[本文抜粋]
------------------------------------------------

本実施の形態では、パネル4B,4Cは、正方形としたが、これに限らない。例えば、パネル4B,4Cは、長方形としても良い。
本実施の形態では、取付用下地枠2に最後に取り付けるパネル4Cの上側の側面に設けた雇い実SPを最上部に配置されるパネル4Bの下側の側面に設けた実溝SLbに係合させると共に、取付用下地枠2に最後に取り付けるパネル4Cの直下に配置されるパネル4Cの上側の側面に設けた雇い実SPを取付用下地枠2に最後に取り付けるパネル4Cの下側の側面に設けた実溝SLbに係合させる構成としたが、取付用下地枠2に最後に取り付けるパネル4Cが、当該パネル4Cの直上および直下に配置されるパネル4B,4Cとの実継によって取付用下地枠2に取り付けられる構成であれば、雇い実SPおよび実溝SLbの組合せは、如何なる組合せであっても良い。例えば、取付用下地枠2に最後に取り付けるパネル4Cの上下の側面に実溝SLb,SLbを設け、当該パネル4Cの直上に配置されるパネル4Bの下側の側面および当該パネル4Cの直下に配置されるパネル4Cの上側の側面に雇い実SP,SPを設ける構成や、逆に、取付用下地枠2に最後に取り付けるパネル4Cの上下の側面に雇い実SP,SPを設け、当該パネル4Cの直上に配置されるパネル4Bの下側の側面および当該パネル4Cの直下に配置されるパネル4Cの上側の側面に実溝SLb,SLbを設ける構成などが考えられる。

------------------------------------------------

[抽出データ]
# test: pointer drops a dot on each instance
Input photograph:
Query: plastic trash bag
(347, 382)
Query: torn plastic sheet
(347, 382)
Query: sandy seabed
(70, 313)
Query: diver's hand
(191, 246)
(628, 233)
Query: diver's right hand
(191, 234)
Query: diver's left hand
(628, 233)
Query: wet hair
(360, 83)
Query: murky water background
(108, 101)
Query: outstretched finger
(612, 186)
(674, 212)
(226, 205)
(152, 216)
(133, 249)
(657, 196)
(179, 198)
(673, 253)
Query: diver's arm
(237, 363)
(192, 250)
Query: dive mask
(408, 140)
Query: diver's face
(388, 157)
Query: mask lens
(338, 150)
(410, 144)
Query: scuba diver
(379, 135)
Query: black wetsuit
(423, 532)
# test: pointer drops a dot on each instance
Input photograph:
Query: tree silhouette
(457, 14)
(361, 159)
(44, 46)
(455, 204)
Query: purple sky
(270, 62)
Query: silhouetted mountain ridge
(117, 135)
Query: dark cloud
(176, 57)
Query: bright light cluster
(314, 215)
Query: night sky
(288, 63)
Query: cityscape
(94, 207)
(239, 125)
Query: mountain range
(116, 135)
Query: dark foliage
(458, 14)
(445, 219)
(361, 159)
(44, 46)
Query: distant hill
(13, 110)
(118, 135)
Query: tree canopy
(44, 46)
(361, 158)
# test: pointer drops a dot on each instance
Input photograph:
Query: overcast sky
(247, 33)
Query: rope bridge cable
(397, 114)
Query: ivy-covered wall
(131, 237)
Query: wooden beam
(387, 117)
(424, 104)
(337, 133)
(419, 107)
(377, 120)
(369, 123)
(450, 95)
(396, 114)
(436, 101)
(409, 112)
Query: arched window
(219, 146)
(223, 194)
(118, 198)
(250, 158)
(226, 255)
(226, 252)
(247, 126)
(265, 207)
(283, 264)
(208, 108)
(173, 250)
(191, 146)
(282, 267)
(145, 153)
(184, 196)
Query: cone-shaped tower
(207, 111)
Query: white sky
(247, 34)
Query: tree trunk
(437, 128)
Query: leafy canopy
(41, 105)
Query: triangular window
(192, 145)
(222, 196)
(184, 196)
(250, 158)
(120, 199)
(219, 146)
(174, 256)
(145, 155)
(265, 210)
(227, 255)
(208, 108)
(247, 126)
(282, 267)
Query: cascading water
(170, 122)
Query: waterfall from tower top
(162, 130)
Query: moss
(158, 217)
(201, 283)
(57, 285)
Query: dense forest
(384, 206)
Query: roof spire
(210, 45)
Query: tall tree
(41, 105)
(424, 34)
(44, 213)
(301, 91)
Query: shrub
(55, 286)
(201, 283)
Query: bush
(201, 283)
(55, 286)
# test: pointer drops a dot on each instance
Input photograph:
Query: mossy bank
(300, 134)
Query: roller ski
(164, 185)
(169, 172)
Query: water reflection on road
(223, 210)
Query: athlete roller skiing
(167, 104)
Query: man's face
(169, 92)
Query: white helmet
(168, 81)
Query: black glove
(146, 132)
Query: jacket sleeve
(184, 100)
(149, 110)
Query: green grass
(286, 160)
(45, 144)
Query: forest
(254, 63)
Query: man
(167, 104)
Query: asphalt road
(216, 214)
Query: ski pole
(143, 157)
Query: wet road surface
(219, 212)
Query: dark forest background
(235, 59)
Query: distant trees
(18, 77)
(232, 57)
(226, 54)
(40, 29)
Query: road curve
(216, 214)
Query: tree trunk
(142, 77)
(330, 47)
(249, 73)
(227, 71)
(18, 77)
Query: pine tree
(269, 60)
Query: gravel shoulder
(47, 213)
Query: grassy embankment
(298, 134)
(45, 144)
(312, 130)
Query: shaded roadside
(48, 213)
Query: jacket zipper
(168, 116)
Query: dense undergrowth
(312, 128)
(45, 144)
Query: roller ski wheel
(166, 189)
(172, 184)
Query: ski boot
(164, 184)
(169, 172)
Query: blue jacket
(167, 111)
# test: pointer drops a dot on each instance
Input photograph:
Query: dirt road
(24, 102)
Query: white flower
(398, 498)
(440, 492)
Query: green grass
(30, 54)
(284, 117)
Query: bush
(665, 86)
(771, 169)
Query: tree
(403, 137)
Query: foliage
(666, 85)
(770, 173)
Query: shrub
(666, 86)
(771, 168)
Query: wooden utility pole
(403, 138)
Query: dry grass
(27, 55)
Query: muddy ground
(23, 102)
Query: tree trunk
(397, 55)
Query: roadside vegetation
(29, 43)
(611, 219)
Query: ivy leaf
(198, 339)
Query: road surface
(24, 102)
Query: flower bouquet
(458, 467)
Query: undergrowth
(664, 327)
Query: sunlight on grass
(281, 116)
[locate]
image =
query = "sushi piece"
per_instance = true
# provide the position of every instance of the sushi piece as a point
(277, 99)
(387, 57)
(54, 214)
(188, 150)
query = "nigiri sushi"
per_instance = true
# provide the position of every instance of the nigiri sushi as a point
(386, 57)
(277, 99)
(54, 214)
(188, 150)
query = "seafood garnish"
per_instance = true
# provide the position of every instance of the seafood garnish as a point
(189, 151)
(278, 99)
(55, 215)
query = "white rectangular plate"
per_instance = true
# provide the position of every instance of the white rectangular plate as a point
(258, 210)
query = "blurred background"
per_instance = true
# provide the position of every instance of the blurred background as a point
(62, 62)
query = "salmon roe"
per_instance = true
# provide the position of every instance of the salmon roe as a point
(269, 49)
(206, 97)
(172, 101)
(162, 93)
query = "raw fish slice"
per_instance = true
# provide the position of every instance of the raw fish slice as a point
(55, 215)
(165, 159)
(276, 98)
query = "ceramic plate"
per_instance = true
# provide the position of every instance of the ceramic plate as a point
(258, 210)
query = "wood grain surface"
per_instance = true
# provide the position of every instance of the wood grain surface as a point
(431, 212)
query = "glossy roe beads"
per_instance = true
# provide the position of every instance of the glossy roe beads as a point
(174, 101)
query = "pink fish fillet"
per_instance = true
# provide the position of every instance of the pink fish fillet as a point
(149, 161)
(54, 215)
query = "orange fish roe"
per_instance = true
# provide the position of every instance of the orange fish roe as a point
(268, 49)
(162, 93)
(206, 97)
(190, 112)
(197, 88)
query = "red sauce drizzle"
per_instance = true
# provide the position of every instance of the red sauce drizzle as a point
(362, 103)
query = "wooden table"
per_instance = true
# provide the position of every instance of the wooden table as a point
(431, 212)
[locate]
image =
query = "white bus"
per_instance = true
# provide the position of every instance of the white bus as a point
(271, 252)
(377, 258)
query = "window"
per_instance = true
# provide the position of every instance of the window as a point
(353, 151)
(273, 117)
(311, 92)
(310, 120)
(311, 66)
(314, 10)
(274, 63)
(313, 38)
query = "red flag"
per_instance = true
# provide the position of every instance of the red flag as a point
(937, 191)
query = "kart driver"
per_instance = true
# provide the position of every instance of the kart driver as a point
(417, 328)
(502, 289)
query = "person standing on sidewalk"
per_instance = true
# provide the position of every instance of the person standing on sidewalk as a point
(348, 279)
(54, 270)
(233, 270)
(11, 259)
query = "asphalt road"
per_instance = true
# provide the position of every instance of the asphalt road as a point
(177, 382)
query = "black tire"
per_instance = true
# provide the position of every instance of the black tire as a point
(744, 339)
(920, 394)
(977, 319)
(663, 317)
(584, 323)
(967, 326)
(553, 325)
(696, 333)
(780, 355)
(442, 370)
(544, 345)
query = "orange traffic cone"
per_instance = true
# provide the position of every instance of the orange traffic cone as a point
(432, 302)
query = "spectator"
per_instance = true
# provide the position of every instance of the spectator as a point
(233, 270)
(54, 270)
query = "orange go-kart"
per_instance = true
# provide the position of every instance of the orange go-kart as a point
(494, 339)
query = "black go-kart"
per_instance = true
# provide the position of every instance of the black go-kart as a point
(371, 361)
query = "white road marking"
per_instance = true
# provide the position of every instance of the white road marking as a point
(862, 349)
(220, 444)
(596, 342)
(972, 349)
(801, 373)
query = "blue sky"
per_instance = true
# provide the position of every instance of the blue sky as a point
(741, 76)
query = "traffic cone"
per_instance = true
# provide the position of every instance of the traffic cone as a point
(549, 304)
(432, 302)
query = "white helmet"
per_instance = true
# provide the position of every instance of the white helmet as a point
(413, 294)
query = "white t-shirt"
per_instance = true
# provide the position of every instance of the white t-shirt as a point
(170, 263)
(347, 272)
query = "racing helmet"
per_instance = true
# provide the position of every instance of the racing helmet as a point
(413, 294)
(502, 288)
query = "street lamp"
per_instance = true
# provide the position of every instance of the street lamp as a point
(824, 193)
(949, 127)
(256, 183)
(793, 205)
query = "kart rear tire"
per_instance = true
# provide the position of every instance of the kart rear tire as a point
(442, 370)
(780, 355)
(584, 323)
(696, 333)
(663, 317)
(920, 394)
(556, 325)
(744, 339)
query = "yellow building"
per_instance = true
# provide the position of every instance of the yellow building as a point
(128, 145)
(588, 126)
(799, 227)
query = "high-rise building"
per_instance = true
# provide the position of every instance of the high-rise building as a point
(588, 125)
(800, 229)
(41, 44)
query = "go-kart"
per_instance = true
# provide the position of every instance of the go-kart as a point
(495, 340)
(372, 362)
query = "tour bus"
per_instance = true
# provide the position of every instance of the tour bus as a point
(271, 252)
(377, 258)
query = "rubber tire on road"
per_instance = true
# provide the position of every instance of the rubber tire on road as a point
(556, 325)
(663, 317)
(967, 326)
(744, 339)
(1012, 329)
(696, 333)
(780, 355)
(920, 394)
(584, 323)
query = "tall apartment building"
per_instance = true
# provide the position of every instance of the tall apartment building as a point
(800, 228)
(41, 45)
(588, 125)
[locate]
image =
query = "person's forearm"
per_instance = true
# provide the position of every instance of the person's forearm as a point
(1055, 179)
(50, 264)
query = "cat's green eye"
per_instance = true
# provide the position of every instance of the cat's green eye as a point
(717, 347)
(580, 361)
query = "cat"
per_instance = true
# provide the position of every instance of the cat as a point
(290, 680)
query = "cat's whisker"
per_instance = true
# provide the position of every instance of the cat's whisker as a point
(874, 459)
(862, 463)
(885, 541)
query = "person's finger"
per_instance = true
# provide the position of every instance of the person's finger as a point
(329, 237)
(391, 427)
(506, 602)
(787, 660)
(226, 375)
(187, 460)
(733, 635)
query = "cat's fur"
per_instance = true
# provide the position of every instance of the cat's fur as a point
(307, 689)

------------------------------------------------

[課題]
本文について次の問いに答えよ。
1. パネル4B,4Cは本実施の形態では何形としており、ほかの例として何形が挙げられているか。
2. 取付用下地枠2に最後に取り付けるパネル4Cは、どのパネルとの実継によって取り付けられる構成とされているか。
3. 「逆に」で始まる構成例では、最後に取り付けるパネル4Cの上下の側面に何を設けるか。
データはこの作業には関係しない。

[解答]
1. 本実施の形態では正方形で、ほかの例として長方形が挙げられている。
2. 当該パネル4Cの直上および直下に配置されるパネル4B,4C。
3. 雇い実SP,SP。